• [Dataset excerpts]
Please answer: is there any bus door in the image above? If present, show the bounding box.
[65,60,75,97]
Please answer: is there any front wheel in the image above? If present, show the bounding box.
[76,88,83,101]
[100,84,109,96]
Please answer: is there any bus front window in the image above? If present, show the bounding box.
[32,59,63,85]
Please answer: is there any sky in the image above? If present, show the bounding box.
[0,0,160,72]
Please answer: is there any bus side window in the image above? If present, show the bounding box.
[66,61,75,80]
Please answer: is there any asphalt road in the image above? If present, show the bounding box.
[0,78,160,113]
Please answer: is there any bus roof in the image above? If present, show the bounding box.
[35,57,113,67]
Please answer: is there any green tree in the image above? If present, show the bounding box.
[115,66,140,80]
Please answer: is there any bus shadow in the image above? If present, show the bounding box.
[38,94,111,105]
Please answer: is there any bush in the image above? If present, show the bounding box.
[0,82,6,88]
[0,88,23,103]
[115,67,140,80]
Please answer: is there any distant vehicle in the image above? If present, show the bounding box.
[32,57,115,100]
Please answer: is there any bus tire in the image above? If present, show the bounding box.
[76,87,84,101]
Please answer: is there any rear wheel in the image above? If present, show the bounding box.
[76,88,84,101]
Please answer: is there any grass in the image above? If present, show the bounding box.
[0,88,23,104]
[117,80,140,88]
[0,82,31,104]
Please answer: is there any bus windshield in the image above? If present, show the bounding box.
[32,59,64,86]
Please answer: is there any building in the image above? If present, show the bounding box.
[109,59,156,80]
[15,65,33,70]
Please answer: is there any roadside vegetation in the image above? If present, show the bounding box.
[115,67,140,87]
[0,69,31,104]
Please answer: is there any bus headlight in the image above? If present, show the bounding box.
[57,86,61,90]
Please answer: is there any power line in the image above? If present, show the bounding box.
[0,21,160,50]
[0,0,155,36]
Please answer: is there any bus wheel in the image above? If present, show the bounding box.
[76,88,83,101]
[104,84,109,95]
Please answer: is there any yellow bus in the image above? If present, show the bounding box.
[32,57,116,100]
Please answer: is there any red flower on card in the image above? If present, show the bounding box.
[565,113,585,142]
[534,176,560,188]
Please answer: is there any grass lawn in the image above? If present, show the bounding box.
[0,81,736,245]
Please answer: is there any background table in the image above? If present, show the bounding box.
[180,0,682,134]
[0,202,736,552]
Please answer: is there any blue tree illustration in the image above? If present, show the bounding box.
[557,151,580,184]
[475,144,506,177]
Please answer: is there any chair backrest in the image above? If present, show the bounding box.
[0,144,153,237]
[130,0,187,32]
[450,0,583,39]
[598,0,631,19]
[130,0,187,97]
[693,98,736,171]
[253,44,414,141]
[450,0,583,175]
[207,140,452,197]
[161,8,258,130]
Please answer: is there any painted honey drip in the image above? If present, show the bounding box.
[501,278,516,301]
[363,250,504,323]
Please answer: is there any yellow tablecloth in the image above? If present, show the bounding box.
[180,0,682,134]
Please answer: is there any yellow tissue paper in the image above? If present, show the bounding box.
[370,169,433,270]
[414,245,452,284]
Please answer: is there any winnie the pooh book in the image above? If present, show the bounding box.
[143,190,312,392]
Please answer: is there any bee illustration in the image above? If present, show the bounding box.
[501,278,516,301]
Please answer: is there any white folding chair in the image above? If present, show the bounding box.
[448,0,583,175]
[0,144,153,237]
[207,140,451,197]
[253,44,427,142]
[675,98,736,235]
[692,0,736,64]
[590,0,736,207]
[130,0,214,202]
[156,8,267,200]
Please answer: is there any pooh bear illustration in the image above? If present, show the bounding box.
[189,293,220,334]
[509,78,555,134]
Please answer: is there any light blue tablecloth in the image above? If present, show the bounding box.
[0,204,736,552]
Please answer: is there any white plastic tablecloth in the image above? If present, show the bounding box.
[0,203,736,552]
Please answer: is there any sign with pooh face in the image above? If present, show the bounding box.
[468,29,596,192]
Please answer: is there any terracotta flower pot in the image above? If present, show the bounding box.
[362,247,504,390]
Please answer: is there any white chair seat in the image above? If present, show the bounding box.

• [Task statement] Rewrite all the rows above, changing "bounding box" to "box coordinates" and leaving everything else as it is.

• [The completed task]
Please answer: is there any bus door in the image above? If present, show the box coordinates.
[65,60,75,97]
Please answer: is there any front wheel in the image above? If present, show the box coordinates.
[76,88,83,101]
[100,84,109,96]
Please answer: is there any bus front window in the image above? If present, show the box coordinates.
[32,59,63,85]
Please answer: is there any sky in the image above? If present, show the box coordinates.
[0,0,160,72]
Please answer: is there any bus side window in the image above? If present, show the box coordinates.
[66,61,75,80]
Please answer: is there any asphalt road in the image above? If present, show the box coordinates.
[0,78,160,113]
Please answer: is there any bus roof in the image above? If present, show the box coordinates.
[35,57,113,67]
Please answer: is there any green tree in the image above? If present, show the box coordinates.
[115,66,140,80]
Please answer: is there any bus shadow in the image above? If present, show the box coordinates.
[38,94,111,105]
Please answer: is there any bush in the image above? If present, show the box coordinates.
[0,82,6,88]
[0,88,23,103]
[115,67,140,80]
Please answer: is there any distant vehicle in the image above? If present, show the box coordinates.
[32,57,115,100]
Please answer: is there any bus tire in the image above? If present, show the box coordinates.
[76,87,84,101]
Please answer: is there any rear wheel in the image above? If present, show the box coordinates.
[76,88,84,101]
Please answer: is there any grass in the image above? If present, show the box coordinates.
[0,88,23,104]
[117,80,140,88]
[0,82,31,104]
Please answer: is there any bus windshield in the image above? If present, show the box coordinates.
[32,59,64,86]
Please answer: is there any building in the image above? If present, show the box coordinates.
[109,59,156,80]
[15,65,33,70]
Please answer: is there any roadside vegetation in the image above? If present, show the box coordinates.
[115,67,140,87]
[0,69,31,104]
Please answer: is there any bus headlight in the image above? If present, show the box coordinates.
[57,86,61,90]
Please answer: is there any power line in the image above? If present, show the box coordinates.
[0,21,160,50]
[0,0,155,36]
Please answer: is there any bus wheel in the image above? If present, show the box coordinates.
[76,88,83,101]
[104,84,109,95]
Please answer: is there any yellow bus in the image above? If present, show the box coordinates.
[32,57,116,100]
Please answer: is there any red flower on card in the image above? If present, show the box coordinates.
[565,113,585,142]
[534,176,560,188]
Please answer: is there any grass lawn in the image above? If present, show the box coordinates.
[0,81,736,245]
Please answer: is there any background table in the image above? If present, show the box coordinates.
[180,0,682,134]
[0,202,736,552]
Please answer: is there any blue tree illustration in the image above? If present, show the box coordinates.
[557,151,580,184]
[475,144,506,177]
Please answer: is there any chair backrest in the image above? If present, show the box coordinates.
[0,144,153,237]
[130,0,187,32]
[450,0,583,39]
[598,0,631,19]
[130,0,187,97]
[693,98,736,171]
[253,44,414,141]
[450,0,583,175]
[207,140,452,197]
[161,8,258,130]
Please answer: is there any painted honey drip in the image above? If present, show the box coordinates.
[501,278,516,301]
[363,250,504,323]
Please answer: is there any yellow tablecloth in the image above? If present, show the box coordinates.
[180,0,682,134]
Please answer: is there any yellow tissue paper in the image above? If present, show the box coordinates.
[370,169,433,270]
[414,245,452,284]
Please answer: is there any winnie the pooh book in the image above? If present, show the box coordinates.
[143,190,312,392]
Please answer: is there any bee illustration in the image above? If present, show the box coordinates.
[501,278,516,301]
Please answer: is there any white folding chair in the image above? If present, show the box coordinates.
[448,0,583,175]
[0,144,153,237]
[207,140,451,197]
[253,44,427,142]
[675,98,736,235]
[692,0,736,64]
[590,0,736,207]
[130,0,214,202]
[156,8,267,200]
Please answer: is there any pooh bear illustration in the image above? If present, show the box coordinates.
[189,293,220,334]
[509,78,555,134]
Please answer: is there any light blue tablecloth in the image above? If present, show the box coordinates.
[0,204,736,552]
Please answer: is there any white plastic tablecloth in the image above? If present, show the box coordinates.
[0,203,736,552]
Please answer: is there any sign with pooh face in the image above? If present, show the box coordinates.
[468,29,596,192]
Please answer: is there any terracotta flower pot in the image above? If present, show the box coordinates.
[362,247,504,390]
Please answer: is there any white chair seat in the image above? If present, show the box coordinates.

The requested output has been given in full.